**Given problem:** Repeat every line below exactly as it reads.

━━━ Given entries

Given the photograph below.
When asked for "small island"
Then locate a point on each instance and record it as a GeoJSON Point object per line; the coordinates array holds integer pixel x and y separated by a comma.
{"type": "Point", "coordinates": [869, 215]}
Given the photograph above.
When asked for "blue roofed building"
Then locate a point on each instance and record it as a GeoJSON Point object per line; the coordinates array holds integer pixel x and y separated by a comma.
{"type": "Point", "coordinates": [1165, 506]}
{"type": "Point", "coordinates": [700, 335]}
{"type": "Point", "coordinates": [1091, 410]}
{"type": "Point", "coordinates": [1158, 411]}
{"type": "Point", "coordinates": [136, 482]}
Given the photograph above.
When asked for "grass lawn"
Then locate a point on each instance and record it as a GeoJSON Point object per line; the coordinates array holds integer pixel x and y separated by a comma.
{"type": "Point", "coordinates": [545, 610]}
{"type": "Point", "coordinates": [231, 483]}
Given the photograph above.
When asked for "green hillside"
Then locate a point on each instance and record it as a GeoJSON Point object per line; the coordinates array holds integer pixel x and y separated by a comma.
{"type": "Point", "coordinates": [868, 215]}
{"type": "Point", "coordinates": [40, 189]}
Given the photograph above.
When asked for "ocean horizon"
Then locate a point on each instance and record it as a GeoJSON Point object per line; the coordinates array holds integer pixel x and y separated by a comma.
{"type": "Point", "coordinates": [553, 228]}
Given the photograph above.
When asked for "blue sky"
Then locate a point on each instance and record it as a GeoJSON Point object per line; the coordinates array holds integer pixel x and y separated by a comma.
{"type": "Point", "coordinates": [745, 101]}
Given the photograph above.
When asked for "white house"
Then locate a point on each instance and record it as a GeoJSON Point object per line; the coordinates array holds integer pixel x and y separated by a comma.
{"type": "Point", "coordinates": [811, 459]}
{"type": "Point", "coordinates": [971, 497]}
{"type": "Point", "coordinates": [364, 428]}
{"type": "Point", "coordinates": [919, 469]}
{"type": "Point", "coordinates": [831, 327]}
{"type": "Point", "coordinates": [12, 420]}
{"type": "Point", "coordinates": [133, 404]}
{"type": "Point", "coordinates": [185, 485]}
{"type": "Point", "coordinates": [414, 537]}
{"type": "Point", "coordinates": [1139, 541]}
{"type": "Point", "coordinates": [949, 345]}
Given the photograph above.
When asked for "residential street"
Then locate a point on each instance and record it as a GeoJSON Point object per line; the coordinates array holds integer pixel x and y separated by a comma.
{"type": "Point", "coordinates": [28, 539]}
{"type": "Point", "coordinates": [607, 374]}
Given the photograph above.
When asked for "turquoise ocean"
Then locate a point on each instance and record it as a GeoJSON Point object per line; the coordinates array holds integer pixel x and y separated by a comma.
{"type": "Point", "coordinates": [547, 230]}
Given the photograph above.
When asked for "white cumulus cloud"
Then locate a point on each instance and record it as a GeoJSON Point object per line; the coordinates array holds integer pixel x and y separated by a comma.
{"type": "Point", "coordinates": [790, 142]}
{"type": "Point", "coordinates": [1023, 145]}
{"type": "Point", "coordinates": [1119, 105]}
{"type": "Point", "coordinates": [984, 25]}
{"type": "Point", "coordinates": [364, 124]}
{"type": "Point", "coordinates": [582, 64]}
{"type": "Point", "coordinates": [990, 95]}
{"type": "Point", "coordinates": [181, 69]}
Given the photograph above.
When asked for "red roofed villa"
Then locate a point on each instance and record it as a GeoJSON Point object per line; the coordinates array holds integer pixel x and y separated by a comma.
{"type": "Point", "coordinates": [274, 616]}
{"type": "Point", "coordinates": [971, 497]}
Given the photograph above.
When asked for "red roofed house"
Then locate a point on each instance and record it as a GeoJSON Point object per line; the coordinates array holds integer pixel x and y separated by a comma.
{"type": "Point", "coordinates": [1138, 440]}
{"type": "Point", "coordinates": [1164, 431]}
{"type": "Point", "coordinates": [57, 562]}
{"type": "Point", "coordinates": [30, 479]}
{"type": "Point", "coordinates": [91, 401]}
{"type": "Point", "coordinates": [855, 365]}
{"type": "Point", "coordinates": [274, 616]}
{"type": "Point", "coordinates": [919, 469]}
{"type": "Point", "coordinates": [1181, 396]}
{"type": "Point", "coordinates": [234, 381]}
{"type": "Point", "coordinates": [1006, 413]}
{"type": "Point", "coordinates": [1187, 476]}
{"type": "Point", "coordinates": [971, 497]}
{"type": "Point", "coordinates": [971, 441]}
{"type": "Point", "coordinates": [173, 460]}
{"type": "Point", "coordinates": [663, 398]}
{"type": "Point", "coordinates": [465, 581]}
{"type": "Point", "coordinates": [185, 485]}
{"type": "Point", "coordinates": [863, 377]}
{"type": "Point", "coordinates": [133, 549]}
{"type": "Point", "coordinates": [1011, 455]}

━━━━━━

**Finished exercise:**
Given the photograph below.
When asked for "small island"
Then locate a point on each instance and record it as a GeoJSON Point object per line; the coordinates array holds integer pixel x and y separated by a comma.
{"type": "Point", "coordinates": [869, 215]}
Given the photograph above.
When asked for "blue roofed building"
Then locate a point on each instance and record it as a GeoJSON Point object per line; the coordinates array holds integer pixel x and y separated by a comma.
{"type": "Point", "coordinates": [1165, 506]}
{"type": "Point", "coordinates": [700, 335]}
{"type": "Point", "coordinates": [1091, 410]}
{"type": "Point", "coordinates": [1158, 411]}
{"type": "Point", "coordinates": [136, 482]}
Given the photograph above.
When asked for "grass lawn"
Then locate a point on each instance and record it as a GeoJSON Point object per line; the coordinates array holds integer pixel x and y separated by a comma.
{"type": "Point", "coordinates": [545, 610]}
{"type": "Point", "coordinates": [231, 483]}
Given the photograph above.
When asked for "green hillside"
Then locate a point on each instance and record it as a GeoJSON Point object per line; the coordinates array holds integer pixel x and y separated by a comma.
{"type": "Point", "coordinates": [868, 215]}
{"type": "Point", "coordinates": [40, 189]}
Given the photograph above.
When asked for "ocean horizon"
Then locate a point on each instance and record it as a GeoJSON Point object per line; the coordinates array holds integer pixel x and y separated by a comma.
{"type": "Point", "coordinates": [553, 228]}
Given the photograph above.
When asked for "blue sky"
Then locate a point on each instance and record it as a GeoJSON Point object per line; the coordinates array holds integer pixel x and y separated by a comma.
{"type": "Point", "coordinates": [745, 101]}
Given the photograph above.
When asked for "white house"
Then locate a point on each instance and record it as a GeoJSON Point object per line; the coordinates array holds integer pixel x and y separated by a comma.
{"type": "Point", "coordinates": [811, 459]}
{"type": "Point", "coordinates": [971, 497]}
{"type": "Point", "coordinates": [364, 428]}
{"type": "Point", "coordinates": [919, 469]}
{"type": "Point", "coordinates": [831, 327]}
{"type": "Point", "coordinates": [12, 420]}
{"type": "Point", "coordinates": [133, 404]}
{"type": "Point", "coordinates": [185, 485]}
{"type": "Point", "coordinates": [414, 537]}
{"type": "Point", "coordinates": [1139, 541]}
{"type": "Point", "coordinates": [949, 345]}
Given the photograph above.
When asked for "residential street"
Then locate a point on each instance and record it as a GeoJSON Point object per line; the coordinates array holds integer pixel x and y separated by a comma.
{"type": "Point", "coordinates": [28, 539]}
{"type": "Point", "coordinates": [607, 374]}
Given the photograph above.
When asked for "turquoise ocean"
Then locate a point on each instance and record it as a GeoJSON Point object per line; the coordinates array holds integer pixel x and y separated by a comma.
{"type": "Point", "coordinates": [547, 230]}
Given the photograph above.
When asked for "white cumulus cloud"
Then locate a point on each instance and record it as a GeoJSON Point object per line; the coordinates array holds integer pixel x and y separated by a comma.
{"type": "Point", "coordinates": [790, 142]}
{"type": "Point", "coordinates": [1023, 145]}
{"type": "Point", "coordinates": [1119, 105]}
{"type": "Point", "coordinates": [984, 25]}
{"type": "Point", "coordinates": [364, 124]}
{"type": "Point", "coordinates": [582, 64]}
{"type": "Point", "coordinates": [990, 95]}
{"type": "Point", "coordinates": [181, 69]}
Given the photograph above.
When asked for "red roofed villa"
Then locate a point on each instance and record it as a GeoJSON Point object per line; the coordinates array holds integer pixel x and y separated by a comma.
{"type": "Point", "coordinates": [274, 616]}
{"type": "Point", "coordinates": [971, 497]}
Given the photograph above.
When asked for "red roofed house"
Then locate a point on each instance and record it as a GeoJSON Point object per line; the coordinates array holds integer pixel x and y separated by a comma.
{"type": "Point", "coordinates": [1138, 440]}
{"type": "Point", "coordinates": [1164, 431]}
{"type": "Point", "coordinates": [57, 562]}
{"type": "Point", "coordinates": [30, 479]}
{"type": "Point", "coordinates": [91, 401]}
{"type": "Point", "coordinates": [855, 365]}
{"type": "Point", "coordinates": [274, 616]}
{"type": "Point", "coordinates": [919, 469]}
{"type": "Point", "coordinates": [1181, 396]}
{"type": "Point", "coordinates": [234, 381]}
{"type": "Point", "coordinates": [1006, 413]}
{"type": "Point", "coordinates": [1187, 476]}
{"type": "Point", "coordinates": [971, 497]}
{"type": "Point", "coordinates": [971, 441]}
{"type": "Point", "coordinates": [173, 460]}
{"type": "Point", "coordinates": [663, 398]}
{"type": "Point", "coordinates": [465, 581]}
{"type": "Point", "coordinates": [185, 485]}
{"type": "Point", "coordinates": [863, 377]}
{"type": "Point", "coordinates": [133, 549]}
{"type": "Point", "coordinates": [1011, 455]}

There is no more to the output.